Nelson Mandela Foundation

The year 2025 marks the 30th anniversary of Nelson Mandela’s appointment of South Africa’s Truth and Reconciliation Commission (TRC). Through the second half of the 1990s and beyond, the TRC was lauded around the world as an exemplary transitional justice intervention and used as a template by many countries going through processes of peacemaking and democratisation. Today, however, the TRC is vilified in many quarters locally, while views on it internationally are ambivalent, influenced profoundly now by the failures of South Africa’s democratic administrations over three decades. Clearly, it seems, despite the work of the TRC, South Africa has neither reckoned with its pasts effectively nor found a way to make Mandela’s reconciliation project stick. What went wrong?

This is a question addressed by scholar Andre du Toit in a recently published book titled The Truth Commission and its Burdens: Perpetrator Findings and their Consequences. The book should be read as a companion text to the book he published in 2022 titled Amnesty Chronicles: The Inner History of the Amnesty Negotiations During the South African Transition, in which he expertly examined the genealogy of the TRC’s amnesty mandate and explored the reasons why successive ANC-led administrations failed to implement TRC recommendations on a systematic prosecutions process to deal with perpetrators of gross human rights violations who had not secured amnesty from the TRC. In The Truth Commission and its Burdens, Du Toit casts his net wider, searching for the reasons why the ANC turned its back on the TRC and ultimately ensured that almost all of its recommendations were ignored by the state.

The TRC made wide-ranging recommendations, so wide in fact that it would not be inaccurate to call them a provisional agenda for societal transformation. In my reading of the recommendations, three areas loomed largest in addition to the question of prosecutions: 1) for the longer term healing of a traumatised society to be supported, the state (guided by the ANC) had to find a way of turning the TRC’s own highly stylised performance of testimony into durable community-based spaces for remembering and storytelling; 2) the TRC’s limited short-term reparations work had to be expanded and connected to South Africa’s other special instruments for restitution in ways that would contribute meaningfully to a broader societal restructuring, informed fundamentally by a redistribution of wealth; and 3) the archive assembled by the TRC would have to be built on determinedly and made as accessible as possible both to the public and to the continuing work outlined above. All of these outcomes, of course, were structurally out of the TRC’s hands. They were in the hands of the ruling party and institutions of the state.

______________________________

Aim:
Set down, word for word, the stretch of the passage on the Truth and Reconciliation Commission that begins at the words "The year 2025" and stops after "What went wrong?".

______________________________

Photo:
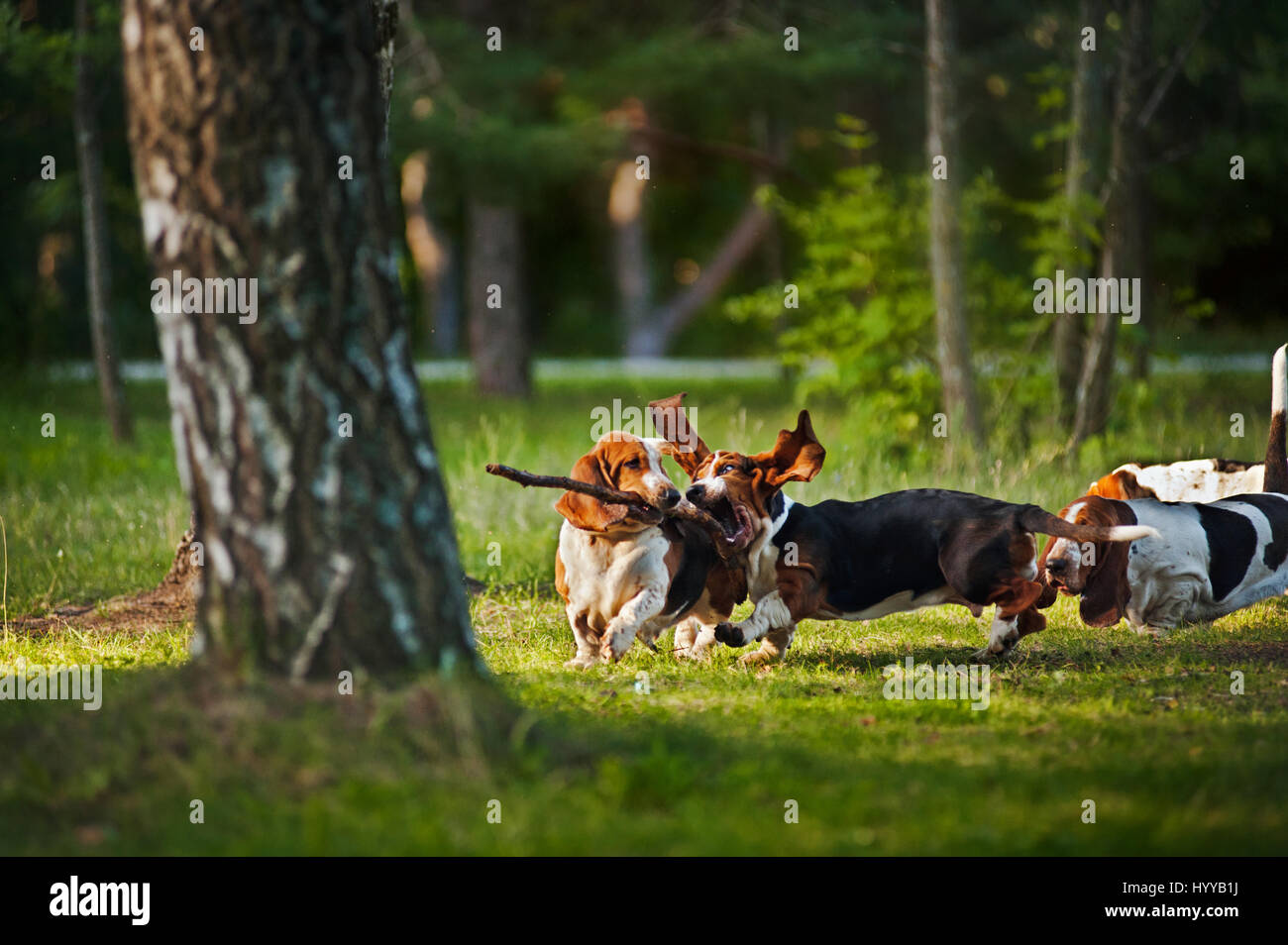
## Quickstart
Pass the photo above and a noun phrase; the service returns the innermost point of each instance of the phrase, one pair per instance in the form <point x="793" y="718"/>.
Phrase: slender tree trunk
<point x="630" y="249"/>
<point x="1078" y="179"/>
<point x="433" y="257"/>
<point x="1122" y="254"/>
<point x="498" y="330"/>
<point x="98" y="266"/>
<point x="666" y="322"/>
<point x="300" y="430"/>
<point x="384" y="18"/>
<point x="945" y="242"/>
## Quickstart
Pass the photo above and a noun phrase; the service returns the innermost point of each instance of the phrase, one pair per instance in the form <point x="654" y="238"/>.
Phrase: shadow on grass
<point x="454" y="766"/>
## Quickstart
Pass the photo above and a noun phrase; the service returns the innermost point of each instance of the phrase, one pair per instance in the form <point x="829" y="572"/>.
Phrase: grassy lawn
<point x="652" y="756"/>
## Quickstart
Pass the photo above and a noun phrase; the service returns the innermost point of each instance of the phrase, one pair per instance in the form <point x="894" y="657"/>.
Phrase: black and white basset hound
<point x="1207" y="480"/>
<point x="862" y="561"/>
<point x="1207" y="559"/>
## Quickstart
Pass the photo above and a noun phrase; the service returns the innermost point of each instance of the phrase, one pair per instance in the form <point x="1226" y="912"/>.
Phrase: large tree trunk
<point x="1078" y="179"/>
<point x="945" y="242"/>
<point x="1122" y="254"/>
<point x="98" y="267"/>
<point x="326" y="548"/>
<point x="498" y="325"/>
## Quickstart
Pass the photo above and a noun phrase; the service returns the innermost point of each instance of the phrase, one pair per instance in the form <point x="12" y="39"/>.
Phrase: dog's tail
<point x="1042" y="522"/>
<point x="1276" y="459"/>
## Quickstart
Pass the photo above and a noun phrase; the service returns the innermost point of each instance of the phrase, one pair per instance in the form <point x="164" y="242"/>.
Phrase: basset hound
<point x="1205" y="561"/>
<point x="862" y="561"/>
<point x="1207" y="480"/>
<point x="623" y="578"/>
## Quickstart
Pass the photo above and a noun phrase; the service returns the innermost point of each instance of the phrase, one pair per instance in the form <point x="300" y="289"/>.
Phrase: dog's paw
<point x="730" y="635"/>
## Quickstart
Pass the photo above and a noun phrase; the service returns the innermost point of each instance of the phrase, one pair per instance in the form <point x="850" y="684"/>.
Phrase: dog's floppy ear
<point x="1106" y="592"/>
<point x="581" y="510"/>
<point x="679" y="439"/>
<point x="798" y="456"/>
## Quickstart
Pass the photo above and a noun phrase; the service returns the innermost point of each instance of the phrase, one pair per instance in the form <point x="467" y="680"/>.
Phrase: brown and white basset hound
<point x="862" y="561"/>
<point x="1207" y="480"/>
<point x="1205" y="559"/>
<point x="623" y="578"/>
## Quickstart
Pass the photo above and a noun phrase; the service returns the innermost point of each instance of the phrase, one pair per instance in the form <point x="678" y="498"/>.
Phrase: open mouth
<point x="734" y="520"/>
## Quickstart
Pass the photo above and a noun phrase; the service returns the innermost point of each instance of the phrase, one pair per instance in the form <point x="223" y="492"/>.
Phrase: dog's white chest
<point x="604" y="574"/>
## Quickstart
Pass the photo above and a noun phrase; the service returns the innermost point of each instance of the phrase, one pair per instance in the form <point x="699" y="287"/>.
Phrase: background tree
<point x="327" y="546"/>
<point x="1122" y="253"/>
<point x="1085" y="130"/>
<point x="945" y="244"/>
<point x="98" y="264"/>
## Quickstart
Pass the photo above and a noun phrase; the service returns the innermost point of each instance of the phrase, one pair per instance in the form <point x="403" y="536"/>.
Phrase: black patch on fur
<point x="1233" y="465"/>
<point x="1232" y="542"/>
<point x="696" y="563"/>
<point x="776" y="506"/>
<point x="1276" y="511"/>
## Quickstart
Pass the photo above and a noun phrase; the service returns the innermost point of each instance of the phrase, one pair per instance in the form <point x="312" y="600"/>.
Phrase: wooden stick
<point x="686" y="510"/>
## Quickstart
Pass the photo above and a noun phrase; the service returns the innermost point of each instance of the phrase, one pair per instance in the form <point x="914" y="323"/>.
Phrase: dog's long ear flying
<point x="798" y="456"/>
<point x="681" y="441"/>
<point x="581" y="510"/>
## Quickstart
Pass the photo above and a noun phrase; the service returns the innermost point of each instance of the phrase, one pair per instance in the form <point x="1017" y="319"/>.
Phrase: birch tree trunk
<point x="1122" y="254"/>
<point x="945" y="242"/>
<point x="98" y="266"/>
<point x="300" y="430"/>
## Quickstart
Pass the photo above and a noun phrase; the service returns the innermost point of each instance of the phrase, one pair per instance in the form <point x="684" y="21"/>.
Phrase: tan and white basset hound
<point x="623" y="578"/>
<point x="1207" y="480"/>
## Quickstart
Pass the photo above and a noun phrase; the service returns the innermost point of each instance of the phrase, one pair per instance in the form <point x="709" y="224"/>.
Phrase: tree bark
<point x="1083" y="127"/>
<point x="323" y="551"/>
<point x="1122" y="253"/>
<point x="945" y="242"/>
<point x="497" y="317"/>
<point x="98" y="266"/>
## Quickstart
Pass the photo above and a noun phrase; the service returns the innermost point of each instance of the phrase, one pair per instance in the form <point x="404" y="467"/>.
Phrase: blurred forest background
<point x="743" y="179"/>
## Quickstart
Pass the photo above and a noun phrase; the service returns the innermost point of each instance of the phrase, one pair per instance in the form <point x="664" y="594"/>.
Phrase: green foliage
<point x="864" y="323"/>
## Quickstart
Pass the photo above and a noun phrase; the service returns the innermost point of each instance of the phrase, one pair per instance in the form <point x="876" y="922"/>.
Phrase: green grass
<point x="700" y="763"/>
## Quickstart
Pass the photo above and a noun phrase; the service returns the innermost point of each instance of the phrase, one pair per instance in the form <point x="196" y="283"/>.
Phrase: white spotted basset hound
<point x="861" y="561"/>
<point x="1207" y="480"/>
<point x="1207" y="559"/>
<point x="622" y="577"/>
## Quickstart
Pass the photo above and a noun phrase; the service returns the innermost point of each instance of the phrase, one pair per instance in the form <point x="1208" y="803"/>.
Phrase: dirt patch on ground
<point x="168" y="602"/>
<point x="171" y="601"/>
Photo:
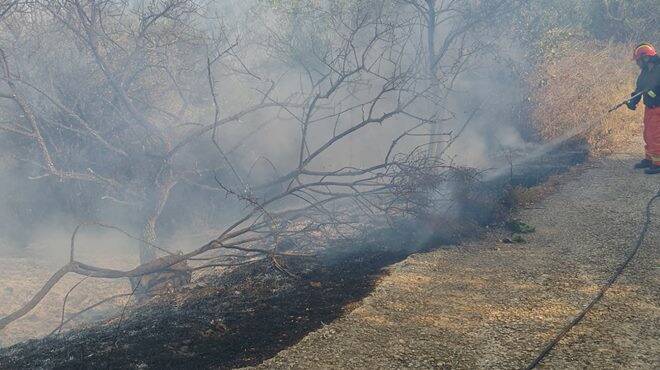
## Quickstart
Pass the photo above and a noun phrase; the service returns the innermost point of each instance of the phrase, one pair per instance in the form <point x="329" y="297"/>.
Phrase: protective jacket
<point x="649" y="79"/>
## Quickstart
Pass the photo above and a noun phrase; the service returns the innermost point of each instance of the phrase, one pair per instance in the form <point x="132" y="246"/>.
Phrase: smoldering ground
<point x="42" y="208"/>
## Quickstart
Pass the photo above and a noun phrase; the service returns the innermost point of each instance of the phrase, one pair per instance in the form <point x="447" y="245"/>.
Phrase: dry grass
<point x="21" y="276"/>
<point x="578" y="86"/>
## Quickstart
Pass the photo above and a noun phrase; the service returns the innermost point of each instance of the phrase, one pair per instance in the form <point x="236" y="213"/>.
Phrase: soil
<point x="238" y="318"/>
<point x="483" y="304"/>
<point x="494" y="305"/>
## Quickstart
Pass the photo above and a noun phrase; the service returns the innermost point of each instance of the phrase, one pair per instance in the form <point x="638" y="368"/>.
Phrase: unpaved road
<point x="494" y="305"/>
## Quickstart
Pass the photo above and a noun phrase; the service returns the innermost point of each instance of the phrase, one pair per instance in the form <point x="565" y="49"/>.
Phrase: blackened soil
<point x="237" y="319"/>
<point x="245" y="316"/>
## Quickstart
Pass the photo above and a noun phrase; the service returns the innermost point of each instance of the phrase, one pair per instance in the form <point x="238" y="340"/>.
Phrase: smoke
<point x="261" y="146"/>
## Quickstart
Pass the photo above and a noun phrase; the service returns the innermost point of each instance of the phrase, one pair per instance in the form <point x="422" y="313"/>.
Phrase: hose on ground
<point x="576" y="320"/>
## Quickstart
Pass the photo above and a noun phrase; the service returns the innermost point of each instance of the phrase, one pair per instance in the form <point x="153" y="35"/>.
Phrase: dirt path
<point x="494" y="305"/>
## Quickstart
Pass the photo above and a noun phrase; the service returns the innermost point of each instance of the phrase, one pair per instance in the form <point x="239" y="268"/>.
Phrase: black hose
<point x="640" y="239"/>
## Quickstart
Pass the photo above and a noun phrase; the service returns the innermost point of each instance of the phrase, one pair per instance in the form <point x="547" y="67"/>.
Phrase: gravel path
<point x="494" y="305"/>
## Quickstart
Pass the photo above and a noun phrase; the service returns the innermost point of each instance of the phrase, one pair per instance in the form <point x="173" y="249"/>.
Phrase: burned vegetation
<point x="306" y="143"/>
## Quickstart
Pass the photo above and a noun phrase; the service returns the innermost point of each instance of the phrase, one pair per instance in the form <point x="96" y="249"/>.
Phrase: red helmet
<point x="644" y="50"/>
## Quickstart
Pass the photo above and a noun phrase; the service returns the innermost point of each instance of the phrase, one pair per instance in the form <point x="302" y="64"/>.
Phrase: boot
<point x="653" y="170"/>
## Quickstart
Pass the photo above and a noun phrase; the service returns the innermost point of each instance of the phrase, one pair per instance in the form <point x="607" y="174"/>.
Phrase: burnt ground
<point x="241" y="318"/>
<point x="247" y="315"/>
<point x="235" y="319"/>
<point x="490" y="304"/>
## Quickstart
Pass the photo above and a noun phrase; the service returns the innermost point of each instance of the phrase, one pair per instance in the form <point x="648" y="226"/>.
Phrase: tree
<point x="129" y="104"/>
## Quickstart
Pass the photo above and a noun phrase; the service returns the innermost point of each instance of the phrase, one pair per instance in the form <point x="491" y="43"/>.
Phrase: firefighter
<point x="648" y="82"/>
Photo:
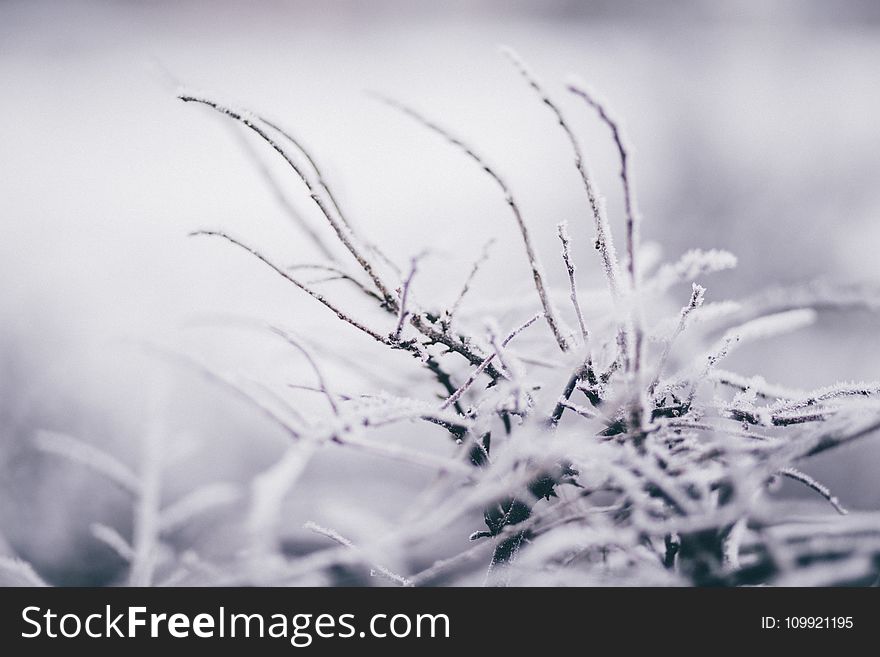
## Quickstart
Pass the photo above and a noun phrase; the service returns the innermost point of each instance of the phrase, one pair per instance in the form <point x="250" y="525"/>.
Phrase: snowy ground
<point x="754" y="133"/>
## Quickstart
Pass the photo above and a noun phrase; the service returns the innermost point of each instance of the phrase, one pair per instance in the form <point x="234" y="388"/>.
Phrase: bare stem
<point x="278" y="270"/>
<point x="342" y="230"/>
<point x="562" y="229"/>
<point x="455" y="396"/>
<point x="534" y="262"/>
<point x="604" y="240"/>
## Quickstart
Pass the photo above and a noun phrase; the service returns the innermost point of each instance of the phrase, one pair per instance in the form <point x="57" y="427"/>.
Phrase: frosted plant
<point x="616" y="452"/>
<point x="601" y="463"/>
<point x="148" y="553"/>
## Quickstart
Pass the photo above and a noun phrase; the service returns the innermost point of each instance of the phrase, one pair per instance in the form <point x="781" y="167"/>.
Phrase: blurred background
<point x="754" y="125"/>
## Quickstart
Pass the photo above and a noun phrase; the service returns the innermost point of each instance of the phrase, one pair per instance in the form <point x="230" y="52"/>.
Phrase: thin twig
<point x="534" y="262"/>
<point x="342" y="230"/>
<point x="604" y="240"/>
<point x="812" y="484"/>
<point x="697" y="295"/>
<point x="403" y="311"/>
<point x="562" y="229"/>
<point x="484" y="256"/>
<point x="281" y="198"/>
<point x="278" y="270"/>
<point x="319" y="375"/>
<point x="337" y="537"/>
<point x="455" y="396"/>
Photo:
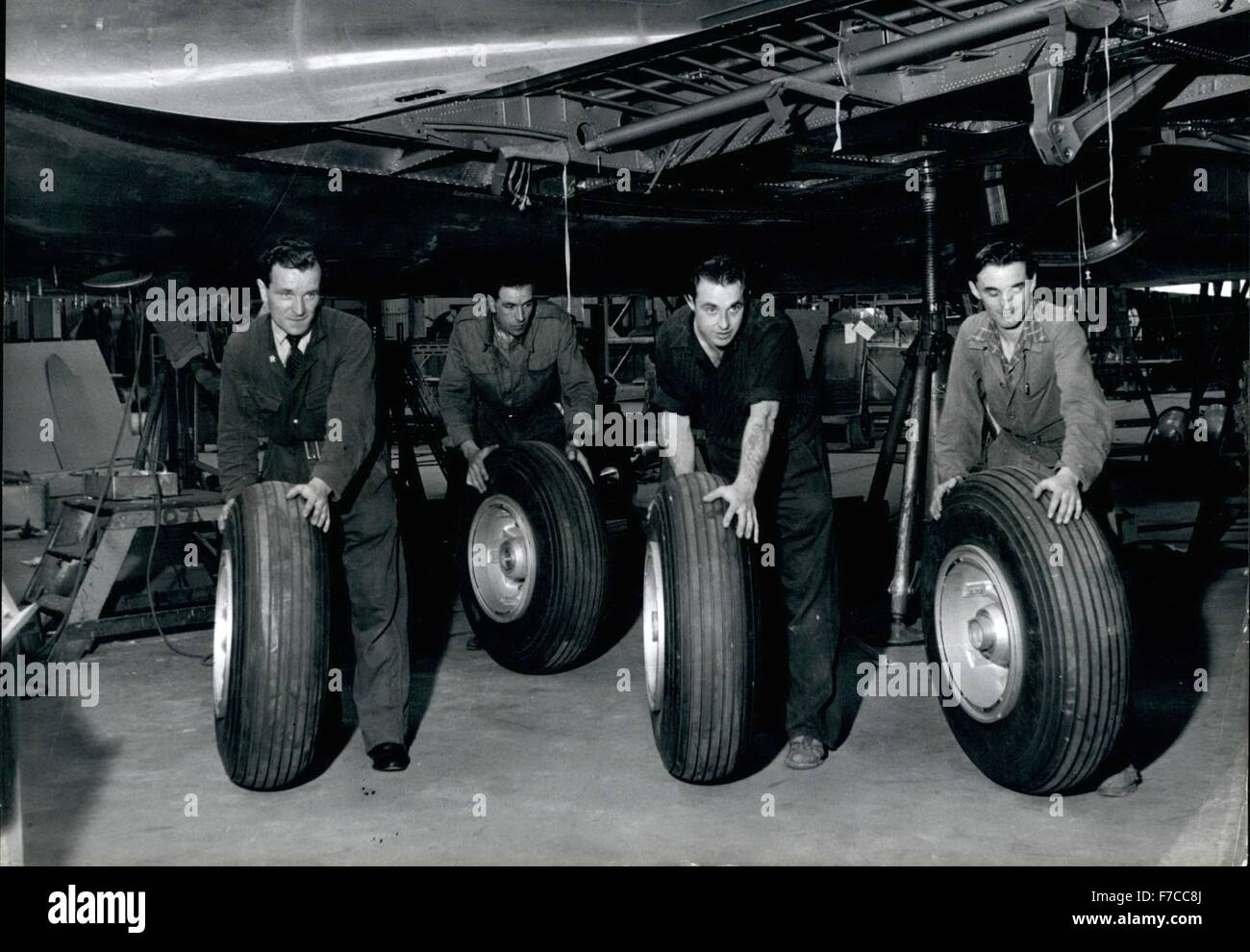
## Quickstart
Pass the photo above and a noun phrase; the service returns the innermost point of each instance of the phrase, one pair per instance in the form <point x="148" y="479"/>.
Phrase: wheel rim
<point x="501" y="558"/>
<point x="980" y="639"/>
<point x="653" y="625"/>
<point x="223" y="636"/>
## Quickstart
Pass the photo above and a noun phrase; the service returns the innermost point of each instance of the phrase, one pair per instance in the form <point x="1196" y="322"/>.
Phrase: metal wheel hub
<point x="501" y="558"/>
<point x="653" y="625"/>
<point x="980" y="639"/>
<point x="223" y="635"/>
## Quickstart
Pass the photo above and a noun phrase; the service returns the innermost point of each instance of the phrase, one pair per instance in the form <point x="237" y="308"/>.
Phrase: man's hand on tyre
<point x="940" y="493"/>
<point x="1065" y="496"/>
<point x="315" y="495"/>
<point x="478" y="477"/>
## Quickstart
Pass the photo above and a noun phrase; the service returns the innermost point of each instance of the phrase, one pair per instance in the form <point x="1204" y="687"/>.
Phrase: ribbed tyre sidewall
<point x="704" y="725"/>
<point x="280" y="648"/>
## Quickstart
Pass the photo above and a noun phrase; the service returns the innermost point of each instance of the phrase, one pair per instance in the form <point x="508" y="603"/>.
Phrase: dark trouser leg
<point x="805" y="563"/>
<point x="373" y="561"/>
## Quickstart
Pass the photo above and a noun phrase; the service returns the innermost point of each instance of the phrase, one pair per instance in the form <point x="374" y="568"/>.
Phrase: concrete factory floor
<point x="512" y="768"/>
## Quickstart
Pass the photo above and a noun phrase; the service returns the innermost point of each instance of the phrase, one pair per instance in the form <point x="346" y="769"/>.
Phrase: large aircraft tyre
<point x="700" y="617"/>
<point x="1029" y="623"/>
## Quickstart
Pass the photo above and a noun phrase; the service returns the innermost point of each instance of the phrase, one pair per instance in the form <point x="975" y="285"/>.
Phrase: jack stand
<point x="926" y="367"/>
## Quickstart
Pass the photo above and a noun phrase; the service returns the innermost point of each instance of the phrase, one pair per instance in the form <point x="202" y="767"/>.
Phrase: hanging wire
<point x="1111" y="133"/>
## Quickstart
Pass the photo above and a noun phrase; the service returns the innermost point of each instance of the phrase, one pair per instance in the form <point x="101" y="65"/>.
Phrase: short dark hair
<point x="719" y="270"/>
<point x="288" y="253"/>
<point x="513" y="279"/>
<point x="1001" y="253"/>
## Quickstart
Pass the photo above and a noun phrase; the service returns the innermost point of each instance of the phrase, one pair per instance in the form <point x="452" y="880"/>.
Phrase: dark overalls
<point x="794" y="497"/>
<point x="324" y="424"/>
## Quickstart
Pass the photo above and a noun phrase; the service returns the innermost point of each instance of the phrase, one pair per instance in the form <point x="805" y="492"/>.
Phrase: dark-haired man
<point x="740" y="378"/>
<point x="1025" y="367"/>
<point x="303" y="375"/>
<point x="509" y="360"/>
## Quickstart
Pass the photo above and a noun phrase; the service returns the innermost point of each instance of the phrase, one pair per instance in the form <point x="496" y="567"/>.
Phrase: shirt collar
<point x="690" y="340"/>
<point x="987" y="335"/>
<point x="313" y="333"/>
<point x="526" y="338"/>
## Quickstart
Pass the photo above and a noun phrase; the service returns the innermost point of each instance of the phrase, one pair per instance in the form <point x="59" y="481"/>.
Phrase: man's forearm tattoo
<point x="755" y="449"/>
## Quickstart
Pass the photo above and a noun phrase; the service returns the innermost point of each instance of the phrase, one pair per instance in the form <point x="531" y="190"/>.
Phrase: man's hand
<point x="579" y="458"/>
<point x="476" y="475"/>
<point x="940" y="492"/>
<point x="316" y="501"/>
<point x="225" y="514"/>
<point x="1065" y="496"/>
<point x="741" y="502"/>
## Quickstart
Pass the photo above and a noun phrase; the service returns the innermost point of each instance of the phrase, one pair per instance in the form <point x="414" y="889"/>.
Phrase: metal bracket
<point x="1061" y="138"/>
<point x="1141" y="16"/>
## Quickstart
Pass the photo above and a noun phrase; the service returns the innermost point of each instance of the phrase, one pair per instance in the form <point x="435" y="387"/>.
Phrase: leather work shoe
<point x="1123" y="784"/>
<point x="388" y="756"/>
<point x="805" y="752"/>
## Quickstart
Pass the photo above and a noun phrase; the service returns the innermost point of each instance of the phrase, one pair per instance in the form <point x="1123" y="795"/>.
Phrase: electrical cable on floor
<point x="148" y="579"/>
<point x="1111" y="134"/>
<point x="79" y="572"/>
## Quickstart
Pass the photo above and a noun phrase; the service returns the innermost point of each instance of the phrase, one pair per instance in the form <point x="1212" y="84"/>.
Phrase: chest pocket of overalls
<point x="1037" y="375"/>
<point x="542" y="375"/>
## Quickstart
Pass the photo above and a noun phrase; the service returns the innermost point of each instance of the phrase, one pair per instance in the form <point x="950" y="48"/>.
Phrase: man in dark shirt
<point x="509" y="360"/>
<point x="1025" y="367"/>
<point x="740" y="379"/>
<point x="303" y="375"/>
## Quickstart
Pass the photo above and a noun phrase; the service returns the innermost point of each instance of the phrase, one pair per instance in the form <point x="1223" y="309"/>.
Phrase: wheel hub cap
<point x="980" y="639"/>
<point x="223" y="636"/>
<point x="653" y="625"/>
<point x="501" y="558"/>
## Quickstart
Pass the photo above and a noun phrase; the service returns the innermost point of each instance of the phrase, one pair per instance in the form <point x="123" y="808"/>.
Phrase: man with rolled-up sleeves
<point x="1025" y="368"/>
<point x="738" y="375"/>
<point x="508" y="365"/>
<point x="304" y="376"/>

______________________________

Response:
The year 2025 marks the 30th anniversary of Nelson Mandela’s appointment of South Africa’s Truth and Reconciliation Commission (TRC). Through the second half of the 1990s and beyond, the TRC was lauded around the world as an exemplary transitional justice intervention and used as a template by many countries going through processes of peacemaking and democratisation. Today, however, the TRC is vilified in many quarters locally, while views on it internationally are ambivalent, influenced profoundly now by the failures of South Africa’s democratic administrations over three decades. Clearly, it seems, despite the work of the TRC, South Africa has neither reckoned with its pasts effectively nor found a way to make Mandela’s reconciliation project stick. What went wrong?